• [WRITTEN PROBLEM]: Reproduce every line of the records below verbatim, in the same order and without changes.

• [RECORDS FOR THE TASK]:
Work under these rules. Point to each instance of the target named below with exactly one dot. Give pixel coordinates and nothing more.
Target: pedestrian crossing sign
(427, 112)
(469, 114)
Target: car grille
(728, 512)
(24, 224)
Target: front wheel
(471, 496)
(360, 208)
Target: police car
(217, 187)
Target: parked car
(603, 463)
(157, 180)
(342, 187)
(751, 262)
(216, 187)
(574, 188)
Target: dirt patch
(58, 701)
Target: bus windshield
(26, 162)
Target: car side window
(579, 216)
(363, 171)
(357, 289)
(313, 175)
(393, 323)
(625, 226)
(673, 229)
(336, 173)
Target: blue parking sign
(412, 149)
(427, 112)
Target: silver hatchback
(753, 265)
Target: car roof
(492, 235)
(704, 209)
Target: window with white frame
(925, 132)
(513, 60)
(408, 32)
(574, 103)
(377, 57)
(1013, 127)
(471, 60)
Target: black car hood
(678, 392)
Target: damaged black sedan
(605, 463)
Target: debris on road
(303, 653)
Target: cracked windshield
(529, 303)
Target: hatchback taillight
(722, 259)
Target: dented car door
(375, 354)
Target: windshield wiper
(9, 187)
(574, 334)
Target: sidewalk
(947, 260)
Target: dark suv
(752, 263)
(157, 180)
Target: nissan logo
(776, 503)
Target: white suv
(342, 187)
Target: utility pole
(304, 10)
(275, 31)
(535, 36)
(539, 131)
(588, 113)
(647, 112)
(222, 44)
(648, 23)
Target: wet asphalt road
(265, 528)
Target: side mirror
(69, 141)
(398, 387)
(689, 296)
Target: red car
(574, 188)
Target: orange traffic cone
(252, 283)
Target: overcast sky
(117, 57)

• [REPLY]:
Work under these rules. Point to each instance of the target named below with exactly one dot. Give pixel coordinates and nothing more.
Target: pedestrian crossing sign
(427, 112)
(469, 114)
Target: car grille
(728, 512)
(24, 224)
Target: front wheel
(471, 496)
(360, 208)
Target: police car
(217, 187)
Target: parked car
(603, 463)
(157, 180)
(342, 187)
(751, 262)
(216, 187)
(574, 188)
Target: dirt patch
(58, 701)
Target: bus windshield
(26, 162)
Target: car side window
(579, 216)
(363, 171)
(357, 289)
(313, 175)
(393, 323)
(625, 226)
(673, 229)
(336, 173)
Target: blue parking sign
(412, 149)
(427, 112)
Target: silver hatchback
(753, 265)
Target: car roof
(492, 235)
(704, 209)
Target: window with white frame
(925, 132)
(513, 60)
(408, 32)
(574, 103)
(377, 57)
(1013, 127)
(471, 60)
Target: black car hood
(678, 392)
Target: damaged black sedan
(605, 463)
Target: debris on road
(303, 653)
Target: cracked windshield
(529, 303)
Target: hatchback taillight
(722, 259)
Target: dented car door
(375, 354)
Target: windshield wiper
(9, 187)
(574, 334)
Target: sidewalk
(947, 260)
Target: dark suv
(752, 263)
(157, 180)
Target: nissan logo
(776, 503)
Target: white suv
(342, 187)
Target: utility pole
(304, 10)
(275, 31)
(535, 36)
(539, 131)
(588, 113)
(647, 112)
(222, 44)
(648, 23)
Target: wet asphalt road
(265, 528)
Target: side mirror
(69, 141)
(398, 387)
(689, 296)
Target: red car
(574, 188)
Target: orange traffic cone
(252, 283)
Target: overcast sky
(117, 57)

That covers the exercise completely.